- **Things to do**
1 – In the 1917 Commons exchange on tea stocks, how much tea was said to be stocked in the country on 31 December 1916?
2 – In the 1917 Commons exchange on tea stocks, why does the final reply decline to answer the follow-up about a nine months' stock of tea? Explain in one to three sentences.
3 – Write the next part of the 1917 Commons exchange on tea stocks, picking up after its final reply.

- **Supplied passage**
★ ★ ★ ★
HC Deb 22 November 1917 vol 99 cc1333-4
51. Mr. LOUGH

asked whether a Committee of the Cabinet was appointed in January this year to report on the stock of commodities in the country, it being understood that their recommendations would form the basis of the Prime Minister's prohibitions of imports afterwards made on the 24th February; and, if so, what this Committee reported to be the stock of tea in the country on the date of their report?

The CHANCELLOR of the EXCHEQUER (Mr. Bonar Law)

The answer to the first part of the question is in the affirmative. The Committee referred to. however, was not a Cabinet Committee. but an Inter-departmental Committee. As regards the last part of the question, no figure was given of the stocks of tea in this country on the actual date that the Committee reported. It was stated, however, that on the 31st of December, 1916, there was between 56,000 and 58,000 tons of tea stocked in this country.


Will the right hon. Gentleman say whether it was stated by a Member of the Committee that there was a nine months stock of tea in the country whereas there was only four months stock, and whether it was that statement which was the cause of the Government prohibition of tea imports that brought about the tea famine?


It is obvious that I cannot answer a question as to facts without notice.
★ ★ ★ ★
- **Information given**
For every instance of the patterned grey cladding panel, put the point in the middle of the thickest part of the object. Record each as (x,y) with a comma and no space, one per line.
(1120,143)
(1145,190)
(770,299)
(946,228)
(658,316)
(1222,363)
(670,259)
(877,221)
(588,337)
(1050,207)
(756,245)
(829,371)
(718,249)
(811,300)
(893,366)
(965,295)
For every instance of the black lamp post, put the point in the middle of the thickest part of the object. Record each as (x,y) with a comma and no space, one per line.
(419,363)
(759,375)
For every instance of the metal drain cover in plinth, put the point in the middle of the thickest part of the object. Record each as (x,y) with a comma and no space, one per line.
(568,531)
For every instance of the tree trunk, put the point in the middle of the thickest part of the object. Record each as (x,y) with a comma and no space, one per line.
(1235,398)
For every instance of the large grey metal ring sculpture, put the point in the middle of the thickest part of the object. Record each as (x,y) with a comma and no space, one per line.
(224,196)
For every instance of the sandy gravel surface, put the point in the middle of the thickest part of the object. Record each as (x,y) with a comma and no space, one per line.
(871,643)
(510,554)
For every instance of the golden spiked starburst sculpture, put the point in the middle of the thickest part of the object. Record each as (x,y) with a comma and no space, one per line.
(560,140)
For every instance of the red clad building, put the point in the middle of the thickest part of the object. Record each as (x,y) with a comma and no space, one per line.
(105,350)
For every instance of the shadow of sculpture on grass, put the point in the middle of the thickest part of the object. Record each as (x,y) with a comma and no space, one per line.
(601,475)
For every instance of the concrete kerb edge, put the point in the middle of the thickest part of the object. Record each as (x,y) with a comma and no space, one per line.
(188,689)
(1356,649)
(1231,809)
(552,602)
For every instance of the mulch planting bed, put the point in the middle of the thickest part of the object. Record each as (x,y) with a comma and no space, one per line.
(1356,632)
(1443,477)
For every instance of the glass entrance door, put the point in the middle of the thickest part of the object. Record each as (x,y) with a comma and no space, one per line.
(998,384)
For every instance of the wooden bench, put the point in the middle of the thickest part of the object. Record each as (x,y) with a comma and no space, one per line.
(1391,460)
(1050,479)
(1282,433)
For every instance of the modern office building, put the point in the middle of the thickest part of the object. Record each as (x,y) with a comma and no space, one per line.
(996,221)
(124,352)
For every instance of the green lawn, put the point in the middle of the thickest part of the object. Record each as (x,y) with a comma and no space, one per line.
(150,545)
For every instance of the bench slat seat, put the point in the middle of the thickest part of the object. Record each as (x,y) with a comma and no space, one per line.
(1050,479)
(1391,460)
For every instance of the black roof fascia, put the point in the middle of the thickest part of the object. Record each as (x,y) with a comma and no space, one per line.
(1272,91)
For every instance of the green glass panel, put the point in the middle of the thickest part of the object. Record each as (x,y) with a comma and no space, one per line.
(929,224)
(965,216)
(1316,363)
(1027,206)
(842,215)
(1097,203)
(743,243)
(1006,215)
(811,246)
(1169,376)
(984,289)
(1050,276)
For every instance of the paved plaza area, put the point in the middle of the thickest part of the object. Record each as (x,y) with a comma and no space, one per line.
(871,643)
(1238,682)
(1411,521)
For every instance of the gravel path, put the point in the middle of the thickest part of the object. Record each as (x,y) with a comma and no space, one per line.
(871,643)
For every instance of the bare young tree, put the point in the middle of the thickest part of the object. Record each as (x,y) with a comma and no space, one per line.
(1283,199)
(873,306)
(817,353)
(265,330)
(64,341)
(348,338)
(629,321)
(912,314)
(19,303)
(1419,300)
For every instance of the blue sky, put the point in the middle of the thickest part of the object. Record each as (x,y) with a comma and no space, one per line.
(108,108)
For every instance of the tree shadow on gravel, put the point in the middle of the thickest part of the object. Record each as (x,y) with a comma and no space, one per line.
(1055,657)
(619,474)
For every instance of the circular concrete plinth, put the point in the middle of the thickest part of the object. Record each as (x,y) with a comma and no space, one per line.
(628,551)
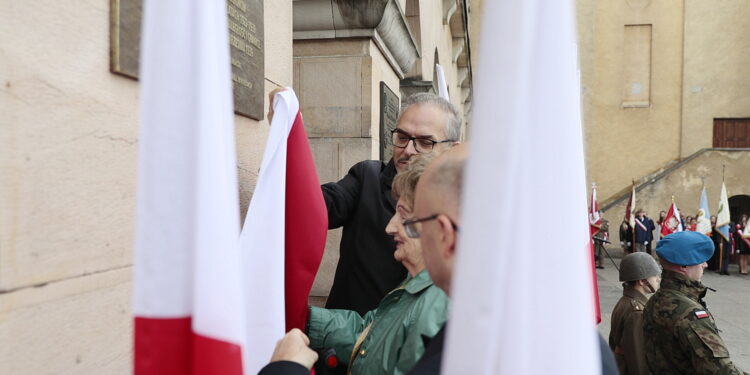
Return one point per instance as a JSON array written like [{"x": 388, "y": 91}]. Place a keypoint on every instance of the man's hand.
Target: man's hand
[
  {"x": 293, "y": 347},
  {"x": 270, "y": 102}
]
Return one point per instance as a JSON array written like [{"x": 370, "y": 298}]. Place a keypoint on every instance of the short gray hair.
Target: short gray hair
[{"x": 452, "y": 118}]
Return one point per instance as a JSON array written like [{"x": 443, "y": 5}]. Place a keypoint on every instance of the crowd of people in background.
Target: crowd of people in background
[{"x": 644, "y": 238}]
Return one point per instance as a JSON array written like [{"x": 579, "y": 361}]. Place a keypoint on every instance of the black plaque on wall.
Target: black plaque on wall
[
  {"x": 389, "y": 108},
  {"x": 245, "y": 21}
]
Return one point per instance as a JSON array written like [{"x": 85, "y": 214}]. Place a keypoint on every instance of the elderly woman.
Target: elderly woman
[{"x": 389, "y": 339}]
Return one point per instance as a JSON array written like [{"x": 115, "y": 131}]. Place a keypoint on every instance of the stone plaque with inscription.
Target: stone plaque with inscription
[
  {"x": 245, "y": 19},
  {"x": 389, "y": 108}
]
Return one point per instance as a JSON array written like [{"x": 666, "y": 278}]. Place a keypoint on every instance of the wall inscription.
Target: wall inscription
[{"x": 245, "y": 19}]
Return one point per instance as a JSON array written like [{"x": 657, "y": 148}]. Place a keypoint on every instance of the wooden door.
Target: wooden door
[{"x": 732, "y": 132}]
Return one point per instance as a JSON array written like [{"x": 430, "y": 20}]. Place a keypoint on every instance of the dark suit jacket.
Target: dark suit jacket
[{"x": 362, "y": 203}]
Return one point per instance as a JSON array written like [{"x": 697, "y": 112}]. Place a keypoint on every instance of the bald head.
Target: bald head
[
  {"x": 443, "y": 180},
  {"x": 438, "y": 194}
]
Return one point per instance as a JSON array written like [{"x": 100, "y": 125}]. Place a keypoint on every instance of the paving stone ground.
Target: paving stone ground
[{"x": 730, "y": 305}]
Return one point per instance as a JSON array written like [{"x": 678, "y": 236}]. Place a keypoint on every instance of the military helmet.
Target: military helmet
[{"x": 638, "y": 266}]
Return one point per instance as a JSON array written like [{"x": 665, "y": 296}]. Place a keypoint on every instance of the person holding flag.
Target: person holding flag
[
  {"x": 725, "y": 228},
  {"x": 672, "y": 222}
]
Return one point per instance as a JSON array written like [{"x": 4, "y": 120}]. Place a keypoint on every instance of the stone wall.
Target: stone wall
[{"x": 68, "y": 151}]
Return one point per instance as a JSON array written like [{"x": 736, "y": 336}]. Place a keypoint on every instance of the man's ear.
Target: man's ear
[{"x": 448, "y": 236}]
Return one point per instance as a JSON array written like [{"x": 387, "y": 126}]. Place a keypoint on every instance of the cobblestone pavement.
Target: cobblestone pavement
[{"x": 730, "y": 305}]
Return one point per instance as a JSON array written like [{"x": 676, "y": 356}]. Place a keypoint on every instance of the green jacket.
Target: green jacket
[
  {"x": 681, "y": 333},
  {"x": 393, "y": 342}
]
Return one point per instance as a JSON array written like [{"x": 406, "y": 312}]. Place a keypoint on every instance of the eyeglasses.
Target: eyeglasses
[
  {"x": 411, "y": 229},
  {"x": 400, "y": 139}
]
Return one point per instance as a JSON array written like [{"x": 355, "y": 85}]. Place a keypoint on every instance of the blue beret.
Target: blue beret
[{"x": 685, "y": 248}]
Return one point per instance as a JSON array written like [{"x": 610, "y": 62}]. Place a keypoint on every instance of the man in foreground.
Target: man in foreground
[
  {"x": 640, "y": 275},
  {"x": 362, "y": 203},
  {"x": 679, "y": 330}
]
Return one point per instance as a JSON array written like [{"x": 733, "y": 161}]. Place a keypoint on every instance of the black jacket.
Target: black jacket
[{"x": 362, "y": 203}]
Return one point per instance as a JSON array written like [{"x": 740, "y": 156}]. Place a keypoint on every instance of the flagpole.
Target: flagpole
[{"x": 632, "y": 212}]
★ ★ ★ ★
- **Results of the exercise**
1 – Between 56,000 and 58,000 tons.

2 – The follow-up is a question about facts, and it was asked without notice. The reply states that such a question obviously cannot be answered without notice.

3 –
52. Mr. LOUGH

asked the Prime Minister whether he has noticed that the Food Controller has announced his intention of buying up all the stocks of tea in India and Ceylon and selling them at cost price; whether the Army and the Navy are also making large purchases of tea in these two countries in advance of their requirements and of shipping facilities; whether any of these Departments are equipped with the necessary knowledge and machinery for buying, importing, and distributing teas; whether they will compete with one another in the purchase; whether he is aware that other Departments of the Government bought large quantities of potatoes in Holland and in Spain, allowing them to rot in those countries before they were shipped, and that the Shipping Controller afterwards provided freight to bring these diseased potatoes, instead of useful commodities, into this country, where they were immediately destroyed; whether he is aware that wheat, valued at over £20,000,000, paid for by the Government, is now lying in Australia, in bad or doubtful condition, for which transit cannot be arranged; and whether, with a view of stopping these proceedings, he will give instructions that no Department of the Government shall be allowed to purchase any, commodity abroad except through the ordinary channels of business in London or other trade centres throughout the Kingdom?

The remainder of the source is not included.